§ WHAT YOU ARE ASKED TO DO: Please give the listing again, word for word, with nothing left out.

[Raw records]
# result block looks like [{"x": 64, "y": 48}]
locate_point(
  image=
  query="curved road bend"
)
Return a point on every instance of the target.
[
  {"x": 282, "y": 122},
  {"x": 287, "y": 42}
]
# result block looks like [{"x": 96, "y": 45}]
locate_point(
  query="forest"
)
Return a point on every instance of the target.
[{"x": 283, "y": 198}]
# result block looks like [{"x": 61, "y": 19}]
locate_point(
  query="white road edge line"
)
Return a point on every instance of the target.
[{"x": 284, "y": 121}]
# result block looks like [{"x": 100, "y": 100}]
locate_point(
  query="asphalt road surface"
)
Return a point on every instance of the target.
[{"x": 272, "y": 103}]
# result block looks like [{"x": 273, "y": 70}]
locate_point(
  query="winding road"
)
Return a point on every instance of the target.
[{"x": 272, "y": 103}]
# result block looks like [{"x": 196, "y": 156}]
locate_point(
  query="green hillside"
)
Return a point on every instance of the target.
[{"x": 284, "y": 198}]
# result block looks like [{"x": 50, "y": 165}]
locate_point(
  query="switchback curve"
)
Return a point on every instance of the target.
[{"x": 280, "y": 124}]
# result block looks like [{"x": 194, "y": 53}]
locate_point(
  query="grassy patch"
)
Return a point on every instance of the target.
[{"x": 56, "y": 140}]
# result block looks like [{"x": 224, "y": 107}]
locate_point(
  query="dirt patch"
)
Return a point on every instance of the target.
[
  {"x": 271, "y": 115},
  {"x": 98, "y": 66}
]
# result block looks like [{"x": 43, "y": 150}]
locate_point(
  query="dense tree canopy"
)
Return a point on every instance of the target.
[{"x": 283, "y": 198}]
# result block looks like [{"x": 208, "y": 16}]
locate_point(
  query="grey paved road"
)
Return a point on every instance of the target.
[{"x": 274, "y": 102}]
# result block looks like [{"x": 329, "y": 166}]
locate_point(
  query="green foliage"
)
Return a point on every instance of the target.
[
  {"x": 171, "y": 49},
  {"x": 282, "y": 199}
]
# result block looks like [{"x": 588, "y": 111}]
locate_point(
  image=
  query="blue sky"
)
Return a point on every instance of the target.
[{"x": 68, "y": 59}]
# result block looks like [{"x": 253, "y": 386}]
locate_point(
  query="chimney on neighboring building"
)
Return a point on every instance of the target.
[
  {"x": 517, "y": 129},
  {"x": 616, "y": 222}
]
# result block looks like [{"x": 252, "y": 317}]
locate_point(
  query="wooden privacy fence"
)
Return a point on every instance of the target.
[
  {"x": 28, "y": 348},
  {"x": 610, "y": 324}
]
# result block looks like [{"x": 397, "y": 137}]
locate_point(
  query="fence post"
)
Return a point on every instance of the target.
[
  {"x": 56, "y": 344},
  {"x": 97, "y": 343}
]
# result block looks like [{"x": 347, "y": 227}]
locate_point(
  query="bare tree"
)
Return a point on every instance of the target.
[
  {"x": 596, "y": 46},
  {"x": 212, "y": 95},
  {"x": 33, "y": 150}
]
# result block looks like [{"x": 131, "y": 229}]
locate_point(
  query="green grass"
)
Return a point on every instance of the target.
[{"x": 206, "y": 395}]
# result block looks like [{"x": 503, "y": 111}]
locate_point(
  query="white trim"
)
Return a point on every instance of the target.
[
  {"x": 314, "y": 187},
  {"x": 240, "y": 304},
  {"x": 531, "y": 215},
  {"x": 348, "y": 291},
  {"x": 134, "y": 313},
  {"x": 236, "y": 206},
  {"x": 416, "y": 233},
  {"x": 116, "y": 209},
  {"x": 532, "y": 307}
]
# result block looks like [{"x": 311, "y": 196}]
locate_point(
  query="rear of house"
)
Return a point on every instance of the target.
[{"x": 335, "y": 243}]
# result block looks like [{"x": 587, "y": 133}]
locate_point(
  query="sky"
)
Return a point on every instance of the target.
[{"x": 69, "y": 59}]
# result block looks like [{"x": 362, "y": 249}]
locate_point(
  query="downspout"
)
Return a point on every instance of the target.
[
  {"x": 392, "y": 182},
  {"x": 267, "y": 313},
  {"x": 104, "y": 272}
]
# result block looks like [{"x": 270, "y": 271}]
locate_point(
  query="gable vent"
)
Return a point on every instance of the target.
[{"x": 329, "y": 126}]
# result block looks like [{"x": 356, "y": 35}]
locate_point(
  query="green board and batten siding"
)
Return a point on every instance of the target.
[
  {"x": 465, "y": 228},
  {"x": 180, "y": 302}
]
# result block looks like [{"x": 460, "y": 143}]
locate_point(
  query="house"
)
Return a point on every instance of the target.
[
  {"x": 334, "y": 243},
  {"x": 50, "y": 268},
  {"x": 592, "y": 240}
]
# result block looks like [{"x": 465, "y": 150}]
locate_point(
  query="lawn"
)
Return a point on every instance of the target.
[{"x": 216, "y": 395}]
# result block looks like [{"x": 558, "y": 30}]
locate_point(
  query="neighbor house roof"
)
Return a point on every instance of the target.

§ COMPLETED EXERCISE:
# result block looks like [{"x": 64, "y": 48}]
locate_point(
  image=
  query="curved road bend"
)
Return a point on every instance of the target.
[
  {"x": 282, "y": 122},
  {"x": 287, "y": 42}
]
# result block looks like [{"x": 96, "y": 45}]
locate_point(
  query="forest"
)
Return a point on every instance of the target.
[{"x": 283, "y": 198}]
# result block looks like [{"x": 61, "y": 19}]
locate_point(
  query="white road edge line"
)
Return a point on every instance of the target.
[{"x": 284, "y": 121}]
# result block looks like [{"x": 100, "y": 100}]
locate_point(
  query="asphalt road surface"
)
Return a point on every instance of the target.
[{"x": 272, "y": 103}]
# result block looks like [{"x": 273, "y": 70}]
locate_point(
  query="winding road"
)
Return a point on every instance of the target.
[{"x": 272, "y": 103}]
# result block looks like [{"x": 196, "y": 156}]
locate_point(
  query="green hillside"
)
Return a point on every instance of the target.
[{"x": 284, "y": 198}]
# result block looks like [{"x": 50, "y": 165}]
locate_point(
  query="switchback curve"
)
Return a point on every instance of the target.
[{"x": 280, "y": 124}]
# result block looks like [{"x": 194, "y": 53}]
locate_point(
  query="grassy patch"
)
Return a point on every instance of the target.
[{"x": 56, "y": 140}]
# result block looks like [{"x": 224, "y": 107}]
locate_point(
  query="dirt patch"
)
Return a point on every instance of the target.
[
  {"x": 271, "y": 115},
  {"x": 98, "y": 66}
]
# result block looks like [{"x": 43, "y": 150}]
locate_point(
  query="dense tree canopy"
)
Return a point on every instance of the target.
[{"x": 283, "y": 198}]
# result block looks like [{"x": 208, "y": 16}]
locate_point(
  query="grey paved road"
)
Return a point on every instance of the target.
[{"x": 274, "y": 102}]
# result block looks like [{"x": 329, "y": 166}]
locate_point(
  query="green foliage"
)
Return a point on every instance of the target.
[
  {"x": 171, "y": 49},
  {"x": 282, "y": 199}
]
# result block looks like [{"x": 588, "y": 111}]
locate_point(
  image=
  query="blue sky"
)
Return a point on every instance of the target.
[{"x": 68, "y": 59}]
# result block looks like [{"x": 253, "y": 386}]
locate_point(
  query="chimney on neighboring building"
)
Return a point on every instance of the target.
[
  {"x": 517, "y": 129},
  {"x": 616, "y": 222}
]
# result block looks like [{"x": 252, "y": 317}]
locate_point(
  query="wooden privacy fence"
)
Return a point on every instance of the target.
[
  {"x": 28, "y": 348},
  {"x": 610, "y": 324}
]
# result block looks like [{"x": 397, "y": 137}]
locate_point(
  query="fence post"
)
Return a point on every instance of the target.
[
  {"x": 56, "y": 344},
  {"x": 97, "y": 343}
]
# result block looks like [{"x": 347, "y": 227}]
locate_point(
  query="bare tree"
)
Return a point on every instance of the target.
[
  {"x": 596, "y": 46},
  {"x": 212, "y": 95},
  {"x": 33, "y": 150}
]
# result block looks like [{"x": 131, "y": 229}]
locate_point(
  query="green grass"
)
Return a point on every instance of the target.
[{"x": 206, "y": 395}]
# result block looks like [{"x": 503, "y": 111}]
locate_point(
  query="white trim"
)
Return a point on every instance of the target.
[
  {"x": 314, "y": 187},
  {"x": 240, "y": 304},
  {"x": 531, "y": 215},
  {"x": 348, "y": 291},
  {"x": 134, "y": 313},
  {"x": 236, "y": 206},
  {"x": 416, "y": 233},
  {"x": 116, "y": 209},
  {"x": 532, "y": 307}
]
# result block looks like [{"x": 311, "y": 196}]
locate_point(
  query="rear of house"
)
Return a point on every instance of the target.
[{"x": 335, "y": 243}]
# result block looks like [{"x": 587, "y": 133}]
locate_point(
  query="sky"
)
Return a point on every instance of the target.
[{"x": 69, "y": 59}]
# result block looks like [{"x": 362, "y": 249}]
locate_point(
  query="downspout"
)
Return a point on every instance of the target.
[
  {"x": 392, "y": 182},
  {"x": 267, "y": 313},
  {"x": 104, "y": 272}
]
# result block looks like [{"x": 270, "y": 271}]
locate_point(
  query="gable vent"
)
Return a point on every instance of the target.
[{"x": 329, "y": 126}]
# result block looks like [{"x": 356, "y": 35}]
locate_point(
  query="green board and batten siding"
)
Return a point on every instance of the target.
[
  {"x": 465, "y": 228},
  {"x": 180, "y": 302}
]
# result block looks like [{"x": 460, "y": 143}]
locate_point(
  query="house"
)
Return a point on every instance of the target.
[
  {"x": 334, "y": 243},
  {"x": 50, "y": 268},
  {"x": 592, "y": 240}
]
# result block looks like [{"x": 465, "y": 150}]
locate_point(
  query="lawn"
)
Return a point on every instance of the target.
[{"x": 216, "y": 395}]
# result block looks like [{"x": 558, "y": 30}]
locate_point(
  query="neighbor house roof"
)
Return a point on every instance of the target.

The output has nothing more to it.